### Records supplied

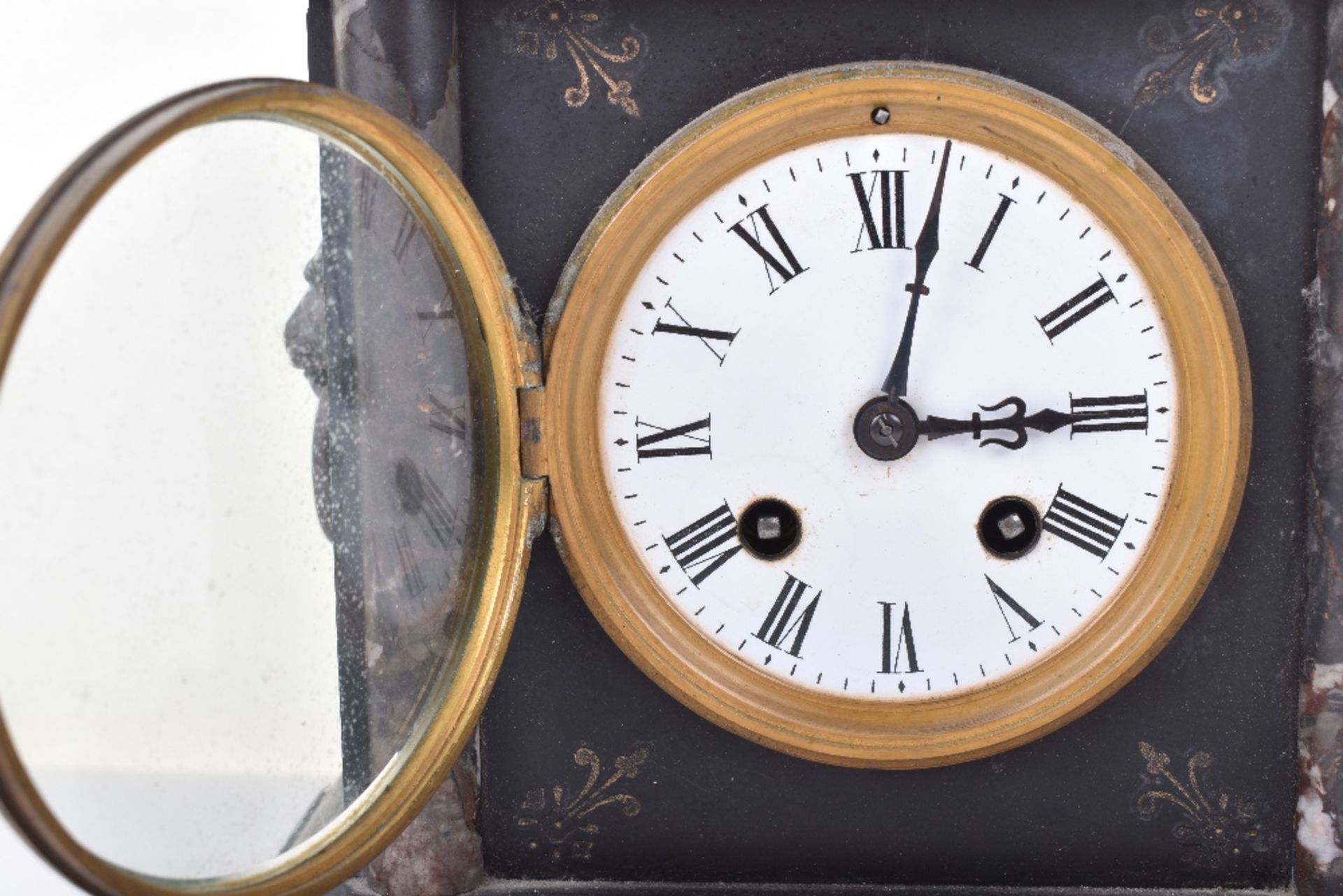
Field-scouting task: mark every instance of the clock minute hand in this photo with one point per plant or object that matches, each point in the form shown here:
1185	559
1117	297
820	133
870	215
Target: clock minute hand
1017	422
925	249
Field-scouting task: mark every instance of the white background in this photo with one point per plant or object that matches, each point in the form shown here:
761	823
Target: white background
74	70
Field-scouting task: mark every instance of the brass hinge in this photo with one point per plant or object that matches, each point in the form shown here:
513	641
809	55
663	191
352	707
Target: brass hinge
531	404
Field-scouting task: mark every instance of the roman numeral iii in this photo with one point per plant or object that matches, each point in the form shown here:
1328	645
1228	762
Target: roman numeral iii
704	546
750	230
884	227
785	621
1076	309
1109	414
897	646
1081	523
677	441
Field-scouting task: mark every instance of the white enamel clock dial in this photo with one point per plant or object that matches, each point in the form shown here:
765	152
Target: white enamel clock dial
1039	372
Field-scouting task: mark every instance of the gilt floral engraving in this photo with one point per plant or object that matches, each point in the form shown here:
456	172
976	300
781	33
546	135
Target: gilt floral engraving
1214	829
1217	38
562	821
574	26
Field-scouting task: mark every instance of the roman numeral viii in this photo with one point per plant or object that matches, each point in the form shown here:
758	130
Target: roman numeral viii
1109	414
785	621
1076	309
704	546
1081	523
897	646
748	229
884	227
676	441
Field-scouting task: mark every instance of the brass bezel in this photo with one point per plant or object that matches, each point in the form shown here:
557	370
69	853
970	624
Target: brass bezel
509	503
1211	439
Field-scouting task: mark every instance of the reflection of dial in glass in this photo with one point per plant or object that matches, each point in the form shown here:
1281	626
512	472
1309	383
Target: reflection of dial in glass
897	443
793	287
410	425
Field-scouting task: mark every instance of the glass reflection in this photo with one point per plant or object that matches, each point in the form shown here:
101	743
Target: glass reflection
219	621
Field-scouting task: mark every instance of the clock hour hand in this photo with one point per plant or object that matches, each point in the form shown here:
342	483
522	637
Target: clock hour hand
1017	423
925	249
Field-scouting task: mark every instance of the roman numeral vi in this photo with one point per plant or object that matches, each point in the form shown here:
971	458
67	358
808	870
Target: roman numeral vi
1109	413
897	645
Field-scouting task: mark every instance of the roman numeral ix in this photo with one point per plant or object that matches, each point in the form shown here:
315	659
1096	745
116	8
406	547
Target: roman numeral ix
785	269
890	190
704	546
1081	523
785	621
677	441
897	645
1076	309
1109	414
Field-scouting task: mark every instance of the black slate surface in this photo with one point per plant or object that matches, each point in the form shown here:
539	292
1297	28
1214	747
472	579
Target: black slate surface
1058	811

### Set task
Only the lines from the one containing "Field-scouting task: mark every instance of the reflection" to the end of the data should be printed, exactly as they stand.

### Final answer
Field-scouting task: mark every instance of the reflection of dial in glass in this photo with one point per plant or object that matches, each point in the form shown here:
1281	626
512	472
1309	383
Target: reflection of dial in glass
897	443
793	287
410	425
Field-scouting task: mark every instance of the glass reflection in this photo with one point per plant or object that matches, each point in the form shown here:
101	743
Target: glass reflection
219	621
Field-scouting task: mark every instance of the clock hour hand in this photo with one point per plant or object that matches, each point in the form shown here:
342	483
522	637
Target: clock hour hand
1017	423
925	249
Field-scouting task: mark every instance of the roman numeral vi in this photo with one point per plant or object that matches, each point in the form shown here:
971	458
67	358
808	870
Target: roman numeral vi
1109	413
897	645
Field-scouting task: mark every instance of the roman numeral ix in this photo with one point per plant or object that matches, each point in the form shown here:
315	659
1096	745
116	8
406	547
Target: roman numeral ix
785	269
890	190
704	546
1081	523
785	621
677	441
897	645
1076	309
1109	414
Field-scouting task: mark every instance of the black slate surface in this photo with one point per plant or object that matches, each point in the form shown here:
539	292
1297	28
1214	747
472	579
Target: black slate surface
1058	811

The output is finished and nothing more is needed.